[Data extracted from a collection]
════════
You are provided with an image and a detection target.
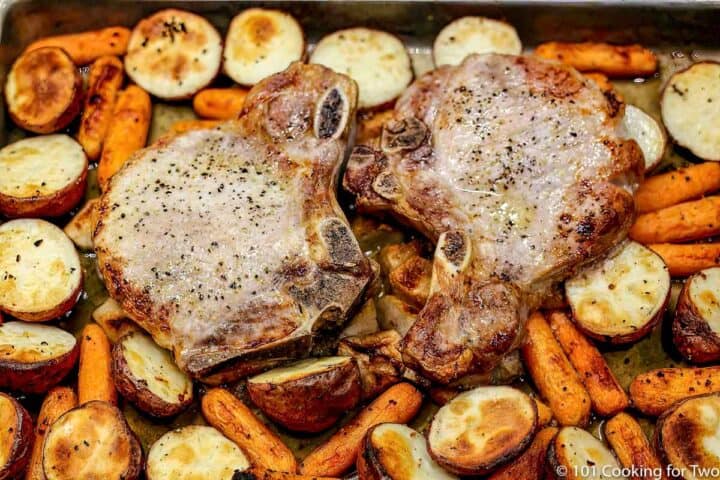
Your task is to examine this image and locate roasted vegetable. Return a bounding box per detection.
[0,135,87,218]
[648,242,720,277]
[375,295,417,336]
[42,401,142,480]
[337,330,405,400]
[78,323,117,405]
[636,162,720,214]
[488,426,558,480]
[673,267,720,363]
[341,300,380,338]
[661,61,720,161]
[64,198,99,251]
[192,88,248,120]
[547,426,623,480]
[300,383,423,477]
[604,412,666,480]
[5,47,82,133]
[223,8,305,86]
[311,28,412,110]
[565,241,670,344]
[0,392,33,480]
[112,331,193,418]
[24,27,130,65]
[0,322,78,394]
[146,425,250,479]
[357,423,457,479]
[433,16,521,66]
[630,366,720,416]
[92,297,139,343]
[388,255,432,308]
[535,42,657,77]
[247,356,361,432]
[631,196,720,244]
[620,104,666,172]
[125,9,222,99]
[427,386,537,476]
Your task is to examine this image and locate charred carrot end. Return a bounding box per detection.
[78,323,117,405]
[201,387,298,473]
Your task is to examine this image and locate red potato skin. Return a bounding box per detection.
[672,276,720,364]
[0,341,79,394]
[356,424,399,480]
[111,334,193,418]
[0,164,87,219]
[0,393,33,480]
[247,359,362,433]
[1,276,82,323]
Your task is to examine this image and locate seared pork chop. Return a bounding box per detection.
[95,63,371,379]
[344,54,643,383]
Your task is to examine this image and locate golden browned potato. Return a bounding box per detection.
════════
== Description of the task ==
Produce an exact copy of the records above, leaving out the pictures.

== Reply ==
You are provided with an image and a detection target.
Your task is to examine this image and locate roasted vegetable. Return a bounding box per detection.
[0,135,87,218]
[648,242,720,277]
[375,295,417,336]
[42,401,142,480]
[337,330,405,400]
[78,323,117,405]
[636,162,720,214]
[488,426,558,480]
[673,267,720,363]
[341,300,380,338]
[661,61,720,161]
[64,198,99,251]
[192,88,248,120]
[547,426,623,480]
[300,383,423,477]
[604,412,666,480]
[5,47,82,133]
[223,8,305,86]
[311,28,412,110]
[565,241,670,344]
[0,392,33,480]
[112,331,193,418]
[24,27,130,65]
[0,322,78,394]
[146,425,250,479]
[357,423,457,479]
[433,16,521,66]
[630,366,720,416]
[92,297,139,343]
[388,255,432,308]
[535,42,657,77]
[247,356,361,432]
[631,196,720,244]
[620,104,666,172]
[125,9,222,99]
[427,386,537,476]
Your task is to examine this image and locate charred carrot end. Return a bounding box per detection.
[78,323,117,405]
[201,387,298,473]
Your task is to examine this image and locate red potato skin. Return a bounding box per detection.
[672,276,720,364]
[0,341,79,394]
[356,424,399,480]
[111,334,193,418]
[0,164,87,219]
[0,393,33,480]
[247,359,362,433]
[1,276,82,323]
Your task is to examine this image and locate seared pork chop. Return a bounding box per detection.
[95,63,371,379]
[344,54,643,383]
Your task is to examine this image and locate golden browned potato. Return a bounding box per detection.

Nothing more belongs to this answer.